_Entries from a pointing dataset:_
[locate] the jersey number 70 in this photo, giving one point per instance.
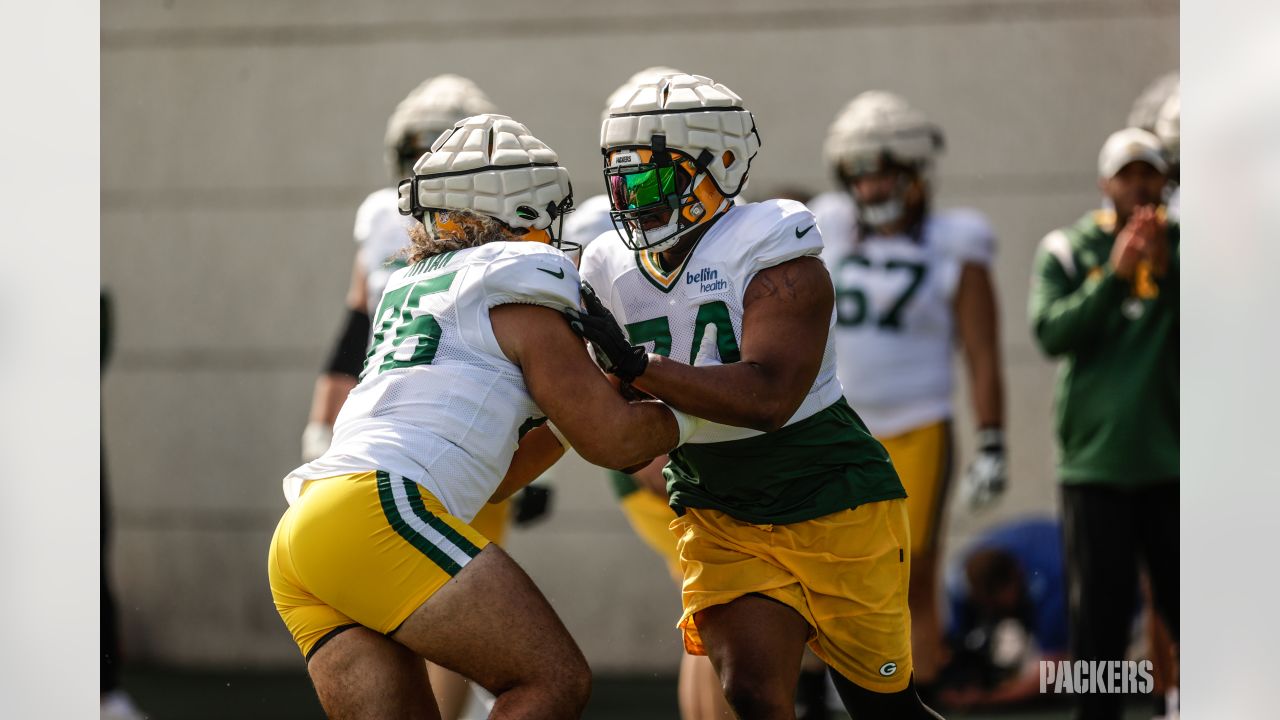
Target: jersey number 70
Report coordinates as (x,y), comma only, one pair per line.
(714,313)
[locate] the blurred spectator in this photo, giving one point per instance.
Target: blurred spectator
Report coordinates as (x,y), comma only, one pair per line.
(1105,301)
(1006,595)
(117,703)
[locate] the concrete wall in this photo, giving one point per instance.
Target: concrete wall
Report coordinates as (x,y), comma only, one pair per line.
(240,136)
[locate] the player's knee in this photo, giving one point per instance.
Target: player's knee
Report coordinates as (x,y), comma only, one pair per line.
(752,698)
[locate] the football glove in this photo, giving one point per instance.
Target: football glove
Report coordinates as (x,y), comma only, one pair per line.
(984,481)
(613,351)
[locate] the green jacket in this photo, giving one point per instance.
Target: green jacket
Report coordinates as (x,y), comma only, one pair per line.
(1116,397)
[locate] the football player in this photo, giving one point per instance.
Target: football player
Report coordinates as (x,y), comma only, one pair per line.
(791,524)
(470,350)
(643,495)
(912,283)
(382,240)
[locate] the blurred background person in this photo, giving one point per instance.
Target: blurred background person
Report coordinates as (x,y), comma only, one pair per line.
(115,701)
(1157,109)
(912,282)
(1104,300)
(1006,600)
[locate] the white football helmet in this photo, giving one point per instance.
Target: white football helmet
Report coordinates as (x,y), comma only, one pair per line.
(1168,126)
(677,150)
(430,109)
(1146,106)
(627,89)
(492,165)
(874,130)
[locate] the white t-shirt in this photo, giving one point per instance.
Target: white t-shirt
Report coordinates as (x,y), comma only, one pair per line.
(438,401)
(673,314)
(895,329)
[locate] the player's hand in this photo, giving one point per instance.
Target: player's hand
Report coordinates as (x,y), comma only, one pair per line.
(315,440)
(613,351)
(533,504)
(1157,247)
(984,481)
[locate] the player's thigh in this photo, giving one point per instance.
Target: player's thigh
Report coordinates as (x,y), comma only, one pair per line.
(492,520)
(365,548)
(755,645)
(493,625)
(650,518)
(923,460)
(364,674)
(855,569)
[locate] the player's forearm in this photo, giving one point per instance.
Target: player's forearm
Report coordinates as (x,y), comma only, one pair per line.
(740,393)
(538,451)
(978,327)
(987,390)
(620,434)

_YOUR TASK:_ From start to finish, output the listing exactly, but omit its pictures.

_RESULT FOR THIS EXERCISE:_
[locate] the jersey number 70 in this photo, giving one point per instance.
Target: jersey number 70
Report coordinates as (x,y), comma only, one pair per line.
(714,313)
[locate] the blurred spectator in this photo, giving one point per instance.
Target: blurred spectator
Report coordinates as (x,y), comma only, one pair per line.
(1105,301)
(1006,595)
(117,703)
[locate] the concrete wall in this photo, giving one point per instance.
Target: concrete wall
Report coordinates as (x,y), comma only, one pair per line.
(240,136)
[locate] the player's knee in this photo, giving one point per instance.
Target: player's knee
Report coordinates as (x,y), comma only, one pair per line.
(752,698)
[locate] the football glove in this photo, giving one point per instance.
Target: football glove
Report coordinates as (x,y), comma only, one pair per line.
(984,481)
(613,351)
[locate] the green jacket in this photo, giving one point per instance.
Target: green jacket
Report coordinates as (x,y), comma only, one pair per line.
(1116,397)
[locate] the football player in this photo, giving one point per instance.
Target: football player
Report coordinates as (x,y), comma only, one pair per line.
(791,524)
(470,350)
(643,495)
(912,283)
(382,240)
[locate] the blurred background person in this photo, giving one point per instance.
Target: blurred background person
Report coordinates as (x,y), comma only, one pair per line.
(115,701)
(1157,109)
(912,282)
(1104,300)
(1006,600)
[locate] the white football helmet in this photo, giving one point per instance.
Target: white football helmet
Report coordinates as (x,y), comma only, one pair per line.
(1168,126)
(677,150)
(430,109)
(1146,106)
(627,89)
(492,165)
(874,130)
[locate] the white t-shirt in this photo, giving one point per instance.
Target: white t-shirt
Report coordinates as (x,y), comma only, one pair per line.
(438,401)
(673,314)
(895,329)
[locate] the player's hand in this photo, giving one point per instance.
Target: player's hand
Report coordinates as (x,y), comma only, one pair per line.
(315,440)
(613,351)
(533,504)
(1157,247)
(984,481)
[locate] the player's thigh in this photo, giving one point per instance.
Target: player's thigh
Report coordinates as (x,y), comma only, one pair per line.
(492,520)
(365,548)
(755,645)
(493,625)
(650,518)
(923,460)
(364,674)
(855,569)
[locate] the player's forearm in this photo, giving one point per instance.
Target: player's forearm
Report coordinates as (x,y), comma only, one pair per line.
(740,393)
(538,451)
(978,327)
(987,390)
(620,434)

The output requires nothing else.